# PAGE EXCERPT
□ □ □
Likewise, if the person you know has a legitimate complaint about a lawyer, the best thing s/he can do is file a grievance with your state bar. Usually their websites have a link about how to do this. Some leeway should be given to the lawyer as to what is the "proper" way to represent the client. Sometimes clients just have unrealistic expectations, and second-guessing the lawyer in those cases really isn't justified. If the client is legitimately unhappy, s/he can always fire the attorney and retain other counsel. If the lawyer is objectively just doing a bad job, then the grievance process is justified.


----------



## Donkey D Kong

I broke a mirror and got seven years of bad luck. Do you think you could get me down to three years?


----------



## Gossip Goat

Is being in a lawyer in a courtroom as heated as some people think? (Given there is a trial taking place)


----------



## anarchitektur

Donkey D Kong said:


> I broke a mirror and got seven years of bad luck. Do you think you could get me down to three years?
□ □ □
# GIVEN RECORDS
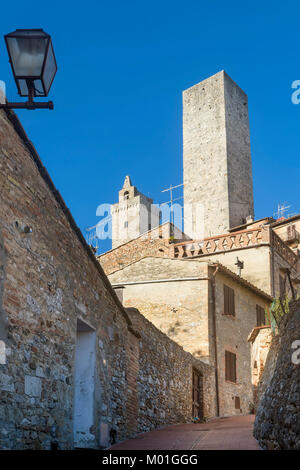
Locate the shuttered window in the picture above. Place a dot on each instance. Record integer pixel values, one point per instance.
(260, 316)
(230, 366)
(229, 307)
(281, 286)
□ □ □
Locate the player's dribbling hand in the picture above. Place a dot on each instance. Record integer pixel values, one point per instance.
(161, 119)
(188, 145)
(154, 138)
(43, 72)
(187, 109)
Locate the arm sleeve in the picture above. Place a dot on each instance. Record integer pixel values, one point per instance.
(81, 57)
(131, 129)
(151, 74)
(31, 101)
□ □ □
# WORK INSTRUCTION
The first post in the thread on complaints about lawyers says a lawyer should be given some leeway in choosing how to represent a client. Explain, in one to three sentences, why the post says so.

# TASK ANSWER
Clients sometimes have unrealistic expectations, and in those cases second-guessing the lawyer is not justified. A client who is legitimately unhappy can fire the attorney and hire other counsel. The grievance process is justified only when the lawyer is objectively doing a bad job.